# SOURCE MATERIAL start
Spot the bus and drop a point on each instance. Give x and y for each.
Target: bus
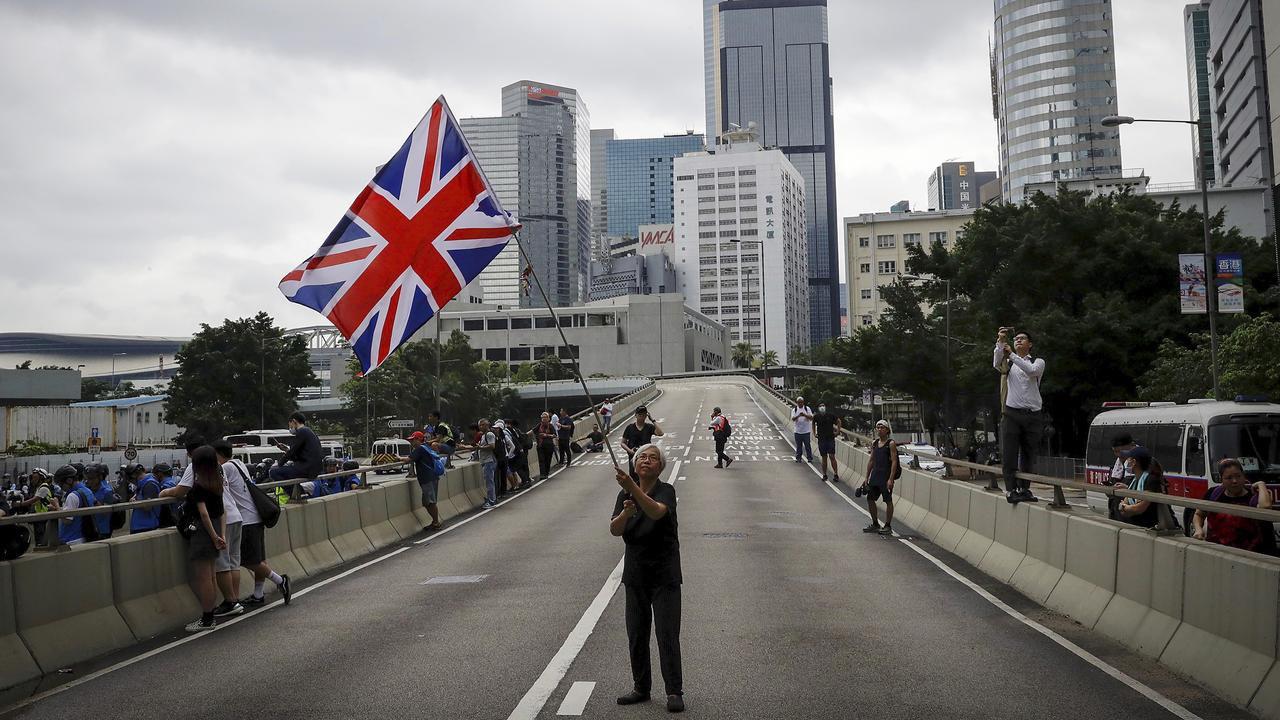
(1188, 441)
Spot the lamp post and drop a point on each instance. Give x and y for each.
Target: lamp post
(114, 355)
(946, 396)
(1210, 264)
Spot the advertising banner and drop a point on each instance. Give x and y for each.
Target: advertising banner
(1192, 288)
(1229, 277)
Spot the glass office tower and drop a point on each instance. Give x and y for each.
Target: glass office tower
(1055, 81)
(772, 68)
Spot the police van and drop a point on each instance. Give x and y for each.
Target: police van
(1188, 441)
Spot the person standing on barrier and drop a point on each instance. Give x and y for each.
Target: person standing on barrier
(644, 516)
(882, 470)
(545, 437)
(428, 479)
(1233, 531)
(720, 429)
(827, 425)
(1020, 425)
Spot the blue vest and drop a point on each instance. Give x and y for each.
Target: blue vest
(71, 532)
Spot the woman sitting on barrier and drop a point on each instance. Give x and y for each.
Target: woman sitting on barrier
(1234, 531)
(1148, 477)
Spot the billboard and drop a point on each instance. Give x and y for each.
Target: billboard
(657, 238)
(1192, 288)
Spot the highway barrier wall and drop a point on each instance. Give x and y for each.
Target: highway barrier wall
(76, 604)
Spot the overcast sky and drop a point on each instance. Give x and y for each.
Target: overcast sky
(165, 163)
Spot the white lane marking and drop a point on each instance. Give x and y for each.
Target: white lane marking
(222, 625)
(542, 691)
(576, 697)
(1137, 686)
(1141, 688)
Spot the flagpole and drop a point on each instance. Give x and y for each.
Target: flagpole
(577, 370)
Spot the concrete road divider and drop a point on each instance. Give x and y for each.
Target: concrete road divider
(309, 537)
(64, 606)
(342, 525)
(17, 665)
(150, 582)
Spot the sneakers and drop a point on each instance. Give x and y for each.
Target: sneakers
(228, 609)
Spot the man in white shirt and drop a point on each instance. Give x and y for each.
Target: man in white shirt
(803, 418)
(1020, 425)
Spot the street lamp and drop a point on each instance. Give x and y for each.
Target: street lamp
(114, 355)
(946, 396)
(1210, 264)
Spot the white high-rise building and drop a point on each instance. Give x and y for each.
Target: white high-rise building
(741, 245)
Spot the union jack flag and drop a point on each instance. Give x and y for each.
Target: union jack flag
(420, 231)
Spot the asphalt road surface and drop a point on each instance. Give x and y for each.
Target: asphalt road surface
(789, 611)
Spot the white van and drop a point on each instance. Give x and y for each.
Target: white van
(1188, 441)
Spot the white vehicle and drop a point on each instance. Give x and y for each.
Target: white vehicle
(1188, 441)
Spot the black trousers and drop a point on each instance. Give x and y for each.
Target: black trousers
(720, 451)
(544, 459)
(1019, 438)
(658, 607)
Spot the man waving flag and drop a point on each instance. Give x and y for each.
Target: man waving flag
(424, 228)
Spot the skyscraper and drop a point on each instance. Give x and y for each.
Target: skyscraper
(1055, 80)
(1196, 21)
(766, 62)
(544, 136)
(640, 181)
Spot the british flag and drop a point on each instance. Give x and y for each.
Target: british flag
(420, 231)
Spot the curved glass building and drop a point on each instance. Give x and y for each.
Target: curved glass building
(1054, 80)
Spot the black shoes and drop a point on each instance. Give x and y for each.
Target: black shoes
(634, 697)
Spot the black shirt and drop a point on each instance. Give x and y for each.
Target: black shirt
(653, 546)
(636, 437)
(824, 424)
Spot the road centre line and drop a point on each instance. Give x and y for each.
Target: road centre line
(545, 686)
(1137, 686)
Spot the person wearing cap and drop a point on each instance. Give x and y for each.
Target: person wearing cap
(644, 516)
(1020, 424)
(639, 433)
(720, 433)
(1150, 477)
(803, 418)
(881, 472)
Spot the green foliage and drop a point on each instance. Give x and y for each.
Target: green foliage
(406, 387)
(1095, 279)
(219, 387)
(1247, 364)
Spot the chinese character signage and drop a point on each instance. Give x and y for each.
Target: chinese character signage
(1229, 277)
(1191, 285)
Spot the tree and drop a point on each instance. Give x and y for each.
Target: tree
(1092, 278)
(744, 354)
(237, 376)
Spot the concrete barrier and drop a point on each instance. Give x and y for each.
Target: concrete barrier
(309, 537)
(17, 665)
(1089, 577)
(342, 525)
(64, 606)
(150, 582)
(1228, 636)
(374, 519)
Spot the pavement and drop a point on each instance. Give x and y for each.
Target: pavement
(789, 611)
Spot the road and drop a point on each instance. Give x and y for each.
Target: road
(789, 611)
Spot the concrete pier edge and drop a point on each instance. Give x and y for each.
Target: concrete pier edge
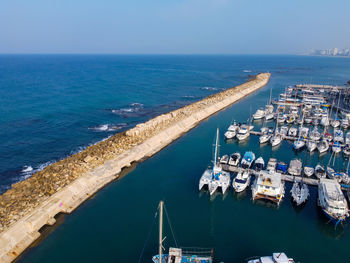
(22, 233)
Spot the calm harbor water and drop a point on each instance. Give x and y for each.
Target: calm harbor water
(60, 97)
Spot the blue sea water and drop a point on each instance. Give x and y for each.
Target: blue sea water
(52, 106)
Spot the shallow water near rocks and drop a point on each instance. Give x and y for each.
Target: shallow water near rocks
(113, 226)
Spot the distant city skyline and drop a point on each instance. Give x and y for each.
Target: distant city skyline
(172, 26)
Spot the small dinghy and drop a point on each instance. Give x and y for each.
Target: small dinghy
(295, 167)
(247, 160)
(234, 159)
(259, 164)
(308, 170)
(241, 181)
(320, 172)
(300, 192)
(224, 159)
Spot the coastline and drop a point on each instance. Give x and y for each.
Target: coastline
(63, 186)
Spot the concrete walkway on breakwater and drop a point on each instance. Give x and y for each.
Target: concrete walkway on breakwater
(19, 231)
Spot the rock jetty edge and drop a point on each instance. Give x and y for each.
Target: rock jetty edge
(63, 186)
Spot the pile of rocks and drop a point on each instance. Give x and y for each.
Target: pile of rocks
(24, 196)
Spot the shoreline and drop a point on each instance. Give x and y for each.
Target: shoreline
(63, 186)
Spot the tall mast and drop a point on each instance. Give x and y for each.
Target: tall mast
(216, 147)
(161, 203)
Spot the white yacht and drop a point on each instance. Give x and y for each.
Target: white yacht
(241, 181)
(259, 114)
(332, 200)
(259, 164)
(293, 132)
(234, 159)
(338, 136)
(215, 177)
(247, 160)
(268, 186)
(323, 146)
(232, 131)
(311, 145)
(295, 167)
(308, 170)
(320, 172)
(243, 132)
(275, 258)
(299, 192)
(271, 165)
(336, 147)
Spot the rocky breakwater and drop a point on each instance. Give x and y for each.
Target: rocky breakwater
(64, 185)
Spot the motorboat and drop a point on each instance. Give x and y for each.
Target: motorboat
(224, 159)
(311, 145)
(259, 164)
(347, 138)
(303, 132)
(315, 135)
(265, 135)
(232, 131)
(177, 255)
(338, 136)
(308, 170)
(299, 192)
(247, 160)
(298, 144)
(271, 165)
(332, 200)
(320, 172)
(281, 167)
(295, 167)
(234, 159)
(346, 150)
(268, 186)
(276, 139)
(293, 132)
(243, 132)
(215, 178)
(241, 181)
(336, 147)
(259, 114)
(275, 258)
(284, 131)
(323, 146)
(335, 123)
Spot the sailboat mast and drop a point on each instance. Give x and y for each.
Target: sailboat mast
(216, 146)
(161, 203)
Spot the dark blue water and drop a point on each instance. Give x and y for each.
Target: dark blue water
(50, 105)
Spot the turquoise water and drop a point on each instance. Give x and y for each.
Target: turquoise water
(113, 225)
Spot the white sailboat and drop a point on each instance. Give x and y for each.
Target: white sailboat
(215, 178)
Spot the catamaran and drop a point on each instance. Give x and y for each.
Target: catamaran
(247, 160)
(268, 186)
(234, 159)
(241, 181)
(275, 258)
(299, 192)
(179, 255)
(232, 131)
(332, 200)
(215, 177)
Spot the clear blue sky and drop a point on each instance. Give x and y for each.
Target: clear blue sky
(173, 26)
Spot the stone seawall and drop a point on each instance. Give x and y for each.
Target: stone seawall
(64, 185)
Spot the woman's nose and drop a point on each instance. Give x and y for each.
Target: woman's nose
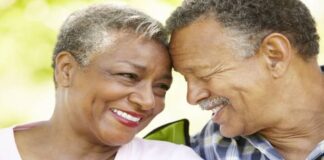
(143, 97)
(196, 91)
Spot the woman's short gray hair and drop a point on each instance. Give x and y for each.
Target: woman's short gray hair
(84, 32)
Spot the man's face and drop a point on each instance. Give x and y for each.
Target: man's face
(237, 90)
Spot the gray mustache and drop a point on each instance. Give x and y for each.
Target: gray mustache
(210, 103)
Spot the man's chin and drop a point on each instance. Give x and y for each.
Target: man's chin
(228, 132)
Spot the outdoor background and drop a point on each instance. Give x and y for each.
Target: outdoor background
(28, 30)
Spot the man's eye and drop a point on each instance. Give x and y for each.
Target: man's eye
(131, 76)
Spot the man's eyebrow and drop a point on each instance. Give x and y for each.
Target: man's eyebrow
(136, 65)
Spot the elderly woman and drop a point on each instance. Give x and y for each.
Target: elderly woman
(111, 72)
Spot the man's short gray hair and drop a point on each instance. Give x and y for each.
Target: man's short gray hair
(249, 21)
(85, 31)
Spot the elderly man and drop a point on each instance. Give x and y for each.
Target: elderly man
(253, 64)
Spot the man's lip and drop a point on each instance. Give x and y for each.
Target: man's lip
(216, 116)
(134, 114)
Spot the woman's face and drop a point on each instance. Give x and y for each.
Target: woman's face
(120, 91)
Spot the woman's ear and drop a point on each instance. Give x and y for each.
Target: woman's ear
(65, 65)
(277, 52)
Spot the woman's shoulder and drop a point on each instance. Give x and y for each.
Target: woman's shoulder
(8, 147)
(148, 149)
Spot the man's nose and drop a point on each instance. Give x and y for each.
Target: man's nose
(143, 97)
(196, 92)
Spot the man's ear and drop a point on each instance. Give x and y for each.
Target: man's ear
(276, 49)
(65, 65)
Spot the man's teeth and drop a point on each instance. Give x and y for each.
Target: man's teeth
(126, 115)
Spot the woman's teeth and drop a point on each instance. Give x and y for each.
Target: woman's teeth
(126, 115)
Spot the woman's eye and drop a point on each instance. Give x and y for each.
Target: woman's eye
(131, 76)
(161, 89)
(164, 86)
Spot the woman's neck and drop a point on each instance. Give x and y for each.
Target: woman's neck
(55, 140)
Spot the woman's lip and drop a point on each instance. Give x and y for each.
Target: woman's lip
(125, 121)
(133, 113)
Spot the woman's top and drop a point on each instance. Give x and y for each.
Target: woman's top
(137, 149)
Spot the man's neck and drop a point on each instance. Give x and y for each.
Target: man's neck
(300, 130)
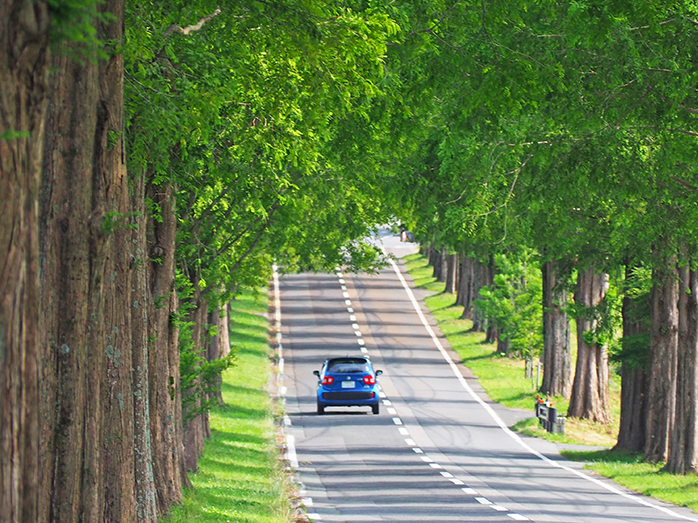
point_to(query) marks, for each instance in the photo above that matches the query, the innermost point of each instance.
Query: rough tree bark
(589, 396)
(633, 400)
(197, 429)
(661, 394)
(451, 273)
(165, 394)
(24, 61)
(683, 448)
(557, 350)
(465, 286)
(482, 279)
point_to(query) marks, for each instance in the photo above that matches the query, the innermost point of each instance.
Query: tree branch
(174, 28)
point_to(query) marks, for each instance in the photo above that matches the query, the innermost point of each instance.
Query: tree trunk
(224, 330)
(483, 278)
(146, 508)
(557, 351)
(465, 287)
(197, 429)
(683, 450)
(633, 400)
(589, 396)
(165, 393)
(214, 348)
(24, 61)
(662, 374)
(438, 264)
(451, 273)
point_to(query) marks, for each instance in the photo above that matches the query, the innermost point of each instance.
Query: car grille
(354, 395)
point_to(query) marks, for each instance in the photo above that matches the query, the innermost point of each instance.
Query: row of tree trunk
(659, 391)
(91, 421)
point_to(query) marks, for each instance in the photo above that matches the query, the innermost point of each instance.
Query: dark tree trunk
(438, 264)
(197, 429)
(24, 62)
(589, 396)
(214, 349)
(683, 450)
(483, 278)
(165, 394)
(224, 330)
(557, 350)
(662, 370)
(146, 498)
(465, 286)
(451, 273)
(633, 400)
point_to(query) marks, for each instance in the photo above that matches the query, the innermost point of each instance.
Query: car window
(348, 366)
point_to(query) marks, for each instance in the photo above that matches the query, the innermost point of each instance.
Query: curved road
(438, 451)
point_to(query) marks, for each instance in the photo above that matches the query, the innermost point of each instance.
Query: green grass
(504, 381)
(239, 478)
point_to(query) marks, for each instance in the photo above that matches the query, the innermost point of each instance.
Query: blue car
(347, 382)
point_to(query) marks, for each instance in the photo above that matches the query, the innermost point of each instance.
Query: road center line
(503, 426)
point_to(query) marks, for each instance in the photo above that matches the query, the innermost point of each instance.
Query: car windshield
(348, 366)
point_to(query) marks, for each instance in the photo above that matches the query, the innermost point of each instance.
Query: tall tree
(24, 63)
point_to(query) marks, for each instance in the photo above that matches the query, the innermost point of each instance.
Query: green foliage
(199, 378)
(513, 304)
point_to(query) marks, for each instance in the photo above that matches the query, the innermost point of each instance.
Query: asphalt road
(439, 451)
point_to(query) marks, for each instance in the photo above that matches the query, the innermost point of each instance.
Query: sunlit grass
(502, 377)
(239, 478)
(504, 381)
(629, 470)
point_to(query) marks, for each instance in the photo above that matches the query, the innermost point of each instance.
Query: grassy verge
(502, 377)
(504, 381)
(239, 478)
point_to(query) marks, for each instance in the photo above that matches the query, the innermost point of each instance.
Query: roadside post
(547, 416)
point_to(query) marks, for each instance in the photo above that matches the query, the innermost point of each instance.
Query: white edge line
(503, 426)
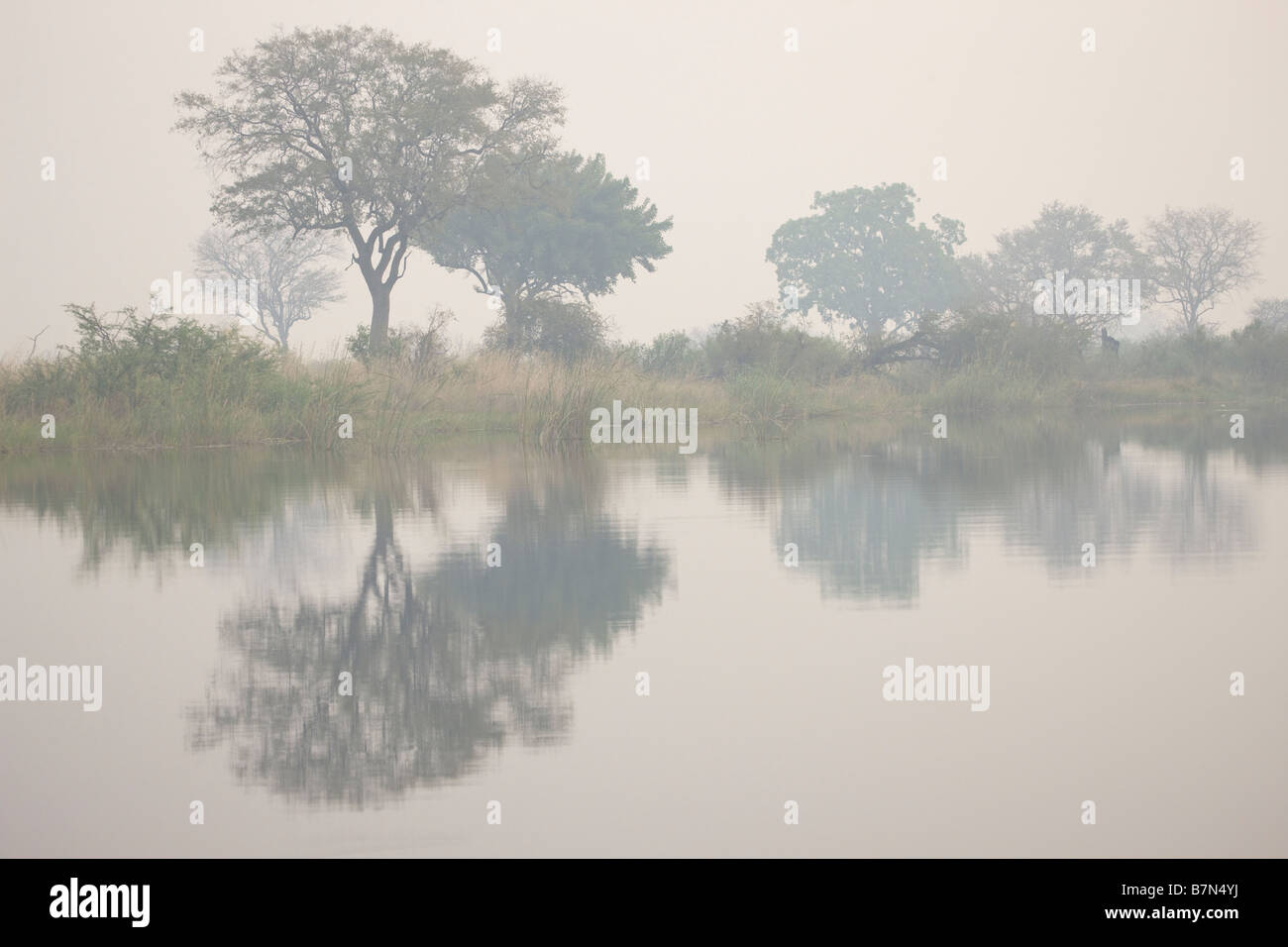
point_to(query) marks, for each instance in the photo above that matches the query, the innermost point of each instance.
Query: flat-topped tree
(546, 227)
(352, 131)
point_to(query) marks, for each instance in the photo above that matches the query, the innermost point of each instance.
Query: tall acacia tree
(352, 131)
(548, 227)
(1202, 257)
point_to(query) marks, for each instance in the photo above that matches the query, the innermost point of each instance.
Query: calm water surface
(518, 684)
# SOURCE MATERIAL end
#### [CHALLENGE]
Gather every line from the records above that contains the string "gray". Case counts, so a line only qualifies if its letters match in upper and lower case.

#### [REPLY TO THE EXERCISE]
Spot the woman's short gray hair and drop a point on each instance. Give x and y for each.
Target: woman's short gray hair
Spot the gray mustache and drop a point on each instance. Give x and y for each.
Target: gray mustache
Spot the man's short gray hair and drop a point on each instance. Give x and y for each.
Target: man's short gray hair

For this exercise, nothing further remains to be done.